### Direction
Please pick up the report on the OOXML working group meetings below right after its last sentence and keep writing it.

### Document passage

>>>

This week I attended 4 days of meetings of SC 34 working groups. WG 4 (OOXML maintenance) and WG 5 (OOXML/ODF interoperability). Last year I predicted that OOXML would get boring and, on the whole, the content of these meetings fulfilled that prophecy (while noting, of course, that for us markup geeks and standards wonks “boring” is actually rather exciting). There was however, one hot issue, which I’ll come to later …

Defects

Since the publication of OOXML in November last year, the work of WG 4 has been almost exclusively focussed on defect correction. To date over 200 defects have been submitted (the UK leading the way having submitted 38% of them). Anybody interested in what kinds of thing are being fixed can consult the material on the WG 4 web site for a quick overview. During the Copenhagen meeting WG 4 closed 53 issues meaning that 71% of all submitted defects submitted have now been resolved. By JTC 1 standards that is impressively rapid. The defects will now go forward to be approved by JTC 1 National Bodies before they can become official Amendments and Corrigenda to the base Standard. Among the many more minor fixes, a couple of agreed changes are noteworthy:

  • In response to a defect report from Switzerland, for the Strict version (only) of IS 29500, the XML Namespace has been changed, so that consumers can know unambiguously whether they are consuming a Strict or Transitional document without any risk of silent data loss. This is (editorially) a lot of work, but the results will be I think worthwhile.

<<<

### Data section
>>>

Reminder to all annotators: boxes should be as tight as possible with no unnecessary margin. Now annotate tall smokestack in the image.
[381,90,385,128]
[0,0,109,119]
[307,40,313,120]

<<<

### Final result
  • As I wrote following the Prague meeting, there was a move afoot to re-instate the values “on” and “off” as permissible Boolean values (alongside “true”, “1”, “false” and “0”) so that Transitional documents would accurately reflect the existing corpus of Office documents, in accord with the stated scope of the standard. This change has now been agreed by the WG.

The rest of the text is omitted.